Using the records below, find every line that includes "onion" and copy it.

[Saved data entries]
━━━━
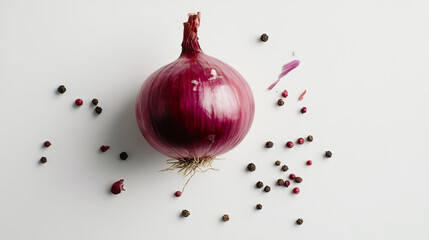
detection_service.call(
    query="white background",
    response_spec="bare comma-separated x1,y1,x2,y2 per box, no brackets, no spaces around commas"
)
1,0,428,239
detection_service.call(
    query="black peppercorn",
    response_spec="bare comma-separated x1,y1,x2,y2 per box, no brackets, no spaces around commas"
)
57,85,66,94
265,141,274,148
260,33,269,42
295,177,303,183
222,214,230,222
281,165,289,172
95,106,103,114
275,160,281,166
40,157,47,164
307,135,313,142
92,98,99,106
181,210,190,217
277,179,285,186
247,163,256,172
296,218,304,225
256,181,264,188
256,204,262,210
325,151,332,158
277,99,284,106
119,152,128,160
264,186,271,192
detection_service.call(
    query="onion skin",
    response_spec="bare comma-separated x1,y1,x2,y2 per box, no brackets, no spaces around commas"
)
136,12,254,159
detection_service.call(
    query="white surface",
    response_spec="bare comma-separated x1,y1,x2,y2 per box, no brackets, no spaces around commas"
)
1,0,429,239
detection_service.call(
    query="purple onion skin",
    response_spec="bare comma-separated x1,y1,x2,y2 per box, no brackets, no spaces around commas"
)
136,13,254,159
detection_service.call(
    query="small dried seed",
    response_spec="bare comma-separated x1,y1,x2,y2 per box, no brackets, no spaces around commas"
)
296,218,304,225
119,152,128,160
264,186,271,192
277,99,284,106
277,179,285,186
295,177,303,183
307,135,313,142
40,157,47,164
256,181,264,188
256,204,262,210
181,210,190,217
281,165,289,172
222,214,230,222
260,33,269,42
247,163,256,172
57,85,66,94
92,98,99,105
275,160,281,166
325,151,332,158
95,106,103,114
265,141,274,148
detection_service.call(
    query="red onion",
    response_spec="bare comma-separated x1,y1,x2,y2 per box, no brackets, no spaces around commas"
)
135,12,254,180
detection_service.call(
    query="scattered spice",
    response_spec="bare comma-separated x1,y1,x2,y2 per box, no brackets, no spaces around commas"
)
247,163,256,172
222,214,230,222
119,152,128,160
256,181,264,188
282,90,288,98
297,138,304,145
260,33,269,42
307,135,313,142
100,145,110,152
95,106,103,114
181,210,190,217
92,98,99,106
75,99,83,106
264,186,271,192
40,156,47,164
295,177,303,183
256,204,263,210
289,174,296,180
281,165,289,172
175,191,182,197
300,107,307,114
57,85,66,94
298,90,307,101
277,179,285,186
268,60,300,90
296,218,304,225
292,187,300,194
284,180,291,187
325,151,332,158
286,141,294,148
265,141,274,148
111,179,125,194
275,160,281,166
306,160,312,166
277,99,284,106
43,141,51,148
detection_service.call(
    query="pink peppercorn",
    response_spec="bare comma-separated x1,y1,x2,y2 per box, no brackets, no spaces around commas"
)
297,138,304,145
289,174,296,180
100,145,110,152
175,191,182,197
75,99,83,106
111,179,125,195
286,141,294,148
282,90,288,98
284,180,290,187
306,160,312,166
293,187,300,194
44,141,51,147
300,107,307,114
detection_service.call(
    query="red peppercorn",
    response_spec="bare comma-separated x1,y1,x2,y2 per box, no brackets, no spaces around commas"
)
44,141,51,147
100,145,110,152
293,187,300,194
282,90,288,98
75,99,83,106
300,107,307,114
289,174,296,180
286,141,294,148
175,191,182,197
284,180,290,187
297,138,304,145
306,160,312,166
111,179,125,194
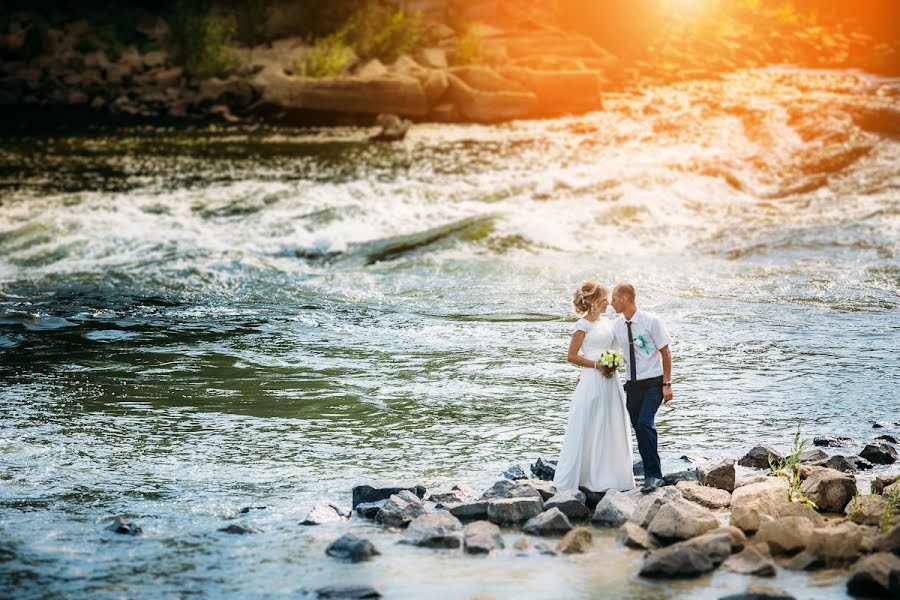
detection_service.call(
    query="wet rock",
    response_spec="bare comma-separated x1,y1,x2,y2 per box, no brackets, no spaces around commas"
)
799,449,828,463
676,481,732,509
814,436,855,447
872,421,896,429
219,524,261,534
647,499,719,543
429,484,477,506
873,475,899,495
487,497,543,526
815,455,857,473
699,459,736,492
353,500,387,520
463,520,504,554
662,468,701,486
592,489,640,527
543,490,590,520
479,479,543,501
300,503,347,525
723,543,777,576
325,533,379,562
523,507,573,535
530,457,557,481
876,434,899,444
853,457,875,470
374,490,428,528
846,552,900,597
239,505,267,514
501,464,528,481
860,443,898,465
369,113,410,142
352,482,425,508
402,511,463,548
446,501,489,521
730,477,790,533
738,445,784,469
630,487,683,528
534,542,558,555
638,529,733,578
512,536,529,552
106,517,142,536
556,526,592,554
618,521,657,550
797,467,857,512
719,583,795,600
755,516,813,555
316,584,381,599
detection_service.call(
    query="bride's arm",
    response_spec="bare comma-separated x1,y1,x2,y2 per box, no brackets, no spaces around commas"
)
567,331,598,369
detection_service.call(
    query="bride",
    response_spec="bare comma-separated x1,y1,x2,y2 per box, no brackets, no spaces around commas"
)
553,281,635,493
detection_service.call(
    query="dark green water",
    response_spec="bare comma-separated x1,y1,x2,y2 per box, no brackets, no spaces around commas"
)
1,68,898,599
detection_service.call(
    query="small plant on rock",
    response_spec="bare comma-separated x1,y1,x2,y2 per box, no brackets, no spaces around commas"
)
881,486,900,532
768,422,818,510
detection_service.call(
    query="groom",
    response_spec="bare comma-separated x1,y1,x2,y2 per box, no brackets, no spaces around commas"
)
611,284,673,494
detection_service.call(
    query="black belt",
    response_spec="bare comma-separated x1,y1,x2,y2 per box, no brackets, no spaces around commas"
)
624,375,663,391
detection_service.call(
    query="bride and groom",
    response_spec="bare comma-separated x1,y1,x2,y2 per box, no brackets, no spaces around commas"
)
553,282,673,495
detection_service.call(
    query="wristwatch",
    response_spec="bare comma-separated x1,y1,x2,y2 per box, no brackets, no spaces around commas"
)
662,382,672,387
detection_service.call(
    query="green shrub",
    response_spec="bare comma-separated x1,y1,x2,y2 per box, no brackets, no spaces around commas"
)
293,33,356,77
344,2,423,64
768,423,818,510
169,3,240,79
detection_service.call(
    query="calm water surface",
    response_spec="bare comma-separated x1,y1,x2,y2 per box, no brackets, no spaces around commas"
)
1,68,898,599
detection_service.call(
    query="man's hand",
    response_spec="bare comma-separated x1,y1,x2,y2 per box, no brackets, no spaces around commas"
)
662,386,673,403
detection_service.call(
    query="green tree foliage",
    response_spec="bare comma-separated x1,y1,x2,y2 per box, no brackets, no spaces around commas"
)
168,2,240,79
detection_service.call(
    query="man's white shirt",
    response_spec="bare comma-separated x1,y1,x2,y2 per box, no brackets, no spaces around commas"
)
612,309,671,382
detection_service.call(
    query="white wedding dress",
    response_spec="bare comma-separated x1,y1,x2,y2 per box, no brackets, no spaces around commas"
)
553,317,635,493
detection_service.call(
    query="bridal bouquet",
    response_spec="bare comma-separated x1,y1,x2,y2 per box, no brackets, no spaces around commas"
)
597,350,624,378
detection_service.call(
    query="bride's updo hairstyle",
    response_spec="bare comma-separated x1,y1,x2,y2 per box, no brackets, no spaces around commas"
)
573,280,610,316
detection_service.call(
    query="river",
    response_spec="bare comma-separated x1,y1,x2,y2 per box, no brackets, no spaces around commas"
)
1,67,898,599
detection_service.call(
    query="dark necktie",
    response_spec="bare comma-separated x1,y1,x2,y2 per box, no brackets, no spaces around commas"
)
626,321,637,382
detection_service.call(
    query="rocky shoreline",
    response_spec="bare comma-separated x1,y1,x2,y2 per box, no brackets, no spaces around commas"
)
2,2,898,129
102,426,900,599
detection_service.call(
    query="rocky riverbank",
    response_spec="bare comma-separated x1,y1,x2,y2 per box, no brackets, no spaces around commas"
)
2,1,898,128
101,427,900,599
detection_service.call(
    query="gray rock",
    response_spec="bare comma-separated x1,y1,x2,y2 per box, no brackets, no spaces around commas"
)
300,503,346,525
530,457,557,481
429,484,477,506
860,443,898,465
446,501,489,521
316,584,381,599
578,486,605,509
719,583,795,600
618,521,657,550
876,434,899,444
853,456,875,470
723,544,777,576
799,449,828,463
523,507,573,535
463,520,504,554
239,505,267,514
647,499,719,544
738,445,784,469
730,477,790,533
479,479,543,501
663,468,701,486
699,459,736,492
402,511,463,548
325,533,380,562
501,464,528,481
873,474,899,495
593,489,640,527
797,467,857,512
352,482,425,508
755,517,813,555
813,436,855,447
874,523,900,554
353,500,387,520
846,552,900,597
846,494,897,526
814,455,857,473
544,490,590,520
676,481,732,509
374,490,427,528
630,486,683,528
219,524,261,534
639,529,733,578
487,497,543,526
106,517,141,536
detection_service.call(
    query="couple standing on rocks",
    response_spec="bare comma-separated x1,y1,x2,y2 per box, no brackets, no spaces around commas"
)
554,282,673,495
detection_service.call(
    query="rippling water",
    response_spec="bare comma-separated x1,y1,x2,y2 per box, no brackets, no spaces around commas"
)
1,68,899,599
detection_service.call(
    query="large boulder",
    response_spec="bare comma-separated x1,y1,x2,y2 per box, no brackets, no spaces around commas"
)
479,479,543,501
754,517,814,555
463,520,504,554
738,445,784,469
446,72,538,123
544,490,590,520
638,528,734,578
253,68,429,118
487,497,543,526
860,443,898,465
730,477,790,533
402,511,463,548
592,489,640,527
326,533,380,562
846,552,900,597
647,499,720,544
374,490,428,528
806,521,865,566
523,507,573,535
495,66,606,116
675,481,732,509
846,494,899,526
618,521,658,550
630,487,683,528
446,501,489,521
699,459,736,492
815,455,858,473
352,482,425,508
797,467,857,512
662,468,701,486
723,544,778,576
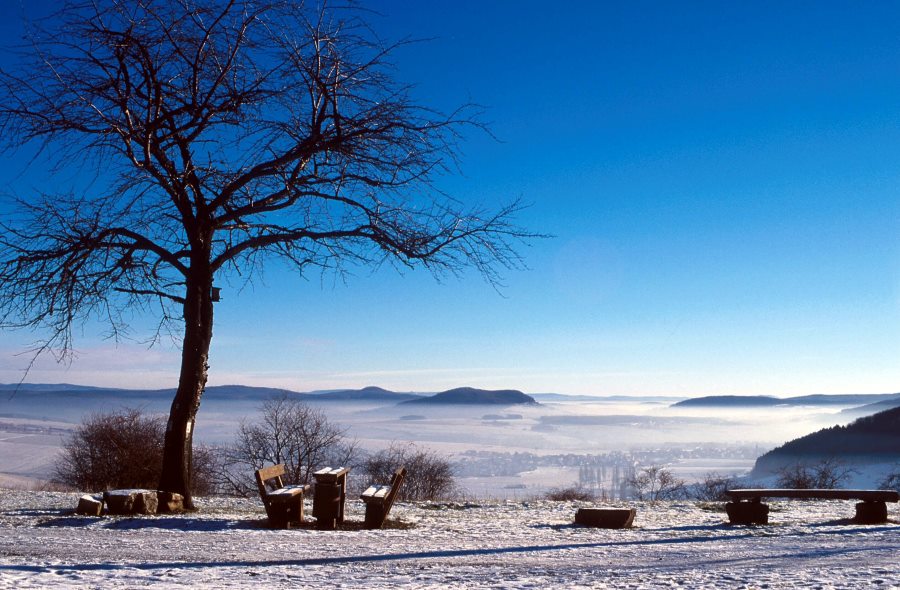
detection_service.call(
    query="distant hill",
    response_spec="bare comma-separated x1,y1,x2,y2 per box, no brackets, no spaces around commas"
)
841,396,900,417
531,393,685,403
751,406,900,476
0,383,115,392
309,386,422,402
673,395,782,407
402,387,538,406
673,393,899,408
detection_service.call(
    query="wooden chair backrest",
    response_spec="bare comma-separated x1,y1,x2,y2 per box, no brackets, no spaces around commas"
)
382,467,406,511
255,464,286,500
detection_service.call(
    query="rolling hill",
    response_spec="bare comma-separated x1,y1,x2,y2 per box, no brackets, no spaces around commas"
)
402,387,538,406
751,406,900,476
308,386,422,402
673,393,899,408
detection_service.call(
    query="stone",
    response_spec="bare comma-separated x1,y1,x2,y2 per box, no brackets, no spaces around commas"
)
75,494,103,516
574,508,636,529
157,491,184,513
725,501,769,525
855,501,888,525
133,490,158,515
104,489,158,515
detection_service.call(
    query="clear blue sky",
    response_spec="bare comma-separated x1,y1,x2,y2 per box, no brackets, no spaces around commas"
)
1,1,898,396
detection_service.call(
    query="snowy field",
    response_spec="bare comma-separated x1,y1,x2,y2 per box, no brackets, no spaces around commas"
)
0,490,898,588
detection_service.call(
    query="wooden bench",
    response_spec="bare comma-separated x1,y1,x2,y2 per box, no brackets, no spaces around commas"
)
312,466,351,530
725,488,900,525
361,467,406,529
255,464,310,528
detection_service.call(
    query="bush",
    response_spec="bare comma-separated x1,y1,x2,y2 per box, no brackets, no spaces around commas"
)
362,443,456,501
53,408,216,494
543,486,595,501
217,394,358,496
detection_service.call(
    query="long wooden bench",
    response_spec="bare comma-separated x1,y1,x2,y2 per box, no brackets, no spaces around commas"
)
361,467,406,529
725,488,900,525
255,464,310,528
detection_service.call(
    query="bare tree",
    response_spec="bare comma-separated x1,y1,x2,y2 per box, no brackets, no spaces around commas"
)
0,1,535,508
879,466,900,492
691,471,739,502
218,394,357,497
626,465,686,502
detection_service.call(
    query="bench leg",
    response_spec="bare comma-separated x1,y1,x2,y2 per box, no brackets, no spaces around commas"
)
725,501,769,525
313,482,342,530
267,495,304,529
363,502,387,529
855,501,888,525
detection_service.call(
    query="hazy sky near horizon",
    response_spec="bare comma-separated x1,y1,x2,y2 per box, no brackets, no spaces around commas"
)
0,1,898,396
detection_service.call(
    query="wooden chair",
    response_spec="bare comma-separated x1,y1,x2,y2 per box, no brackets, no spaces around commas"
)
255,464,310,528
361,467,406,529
━━━━
#### COMPLETED EXERCISE:
    query="onion skin",
    query="purple onion skin",
    query="red onion",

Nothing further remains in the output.